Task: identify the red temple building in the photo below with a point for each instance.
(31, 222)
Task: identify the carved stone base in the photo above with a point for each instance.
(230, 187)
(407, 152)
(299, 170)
=======
[Directions for this task]: Rewrite the data above, substituting "mark" for every occurrence of "identify" and leaving all other text unchanged.

[Final result]:
Task: mark the red temple building in the photo below with a point for each instance.
(31, 222)
Task: mark the carved stone base in the photo above with a point for each instance.
(230, 187)
(407, 152)
(299, 170)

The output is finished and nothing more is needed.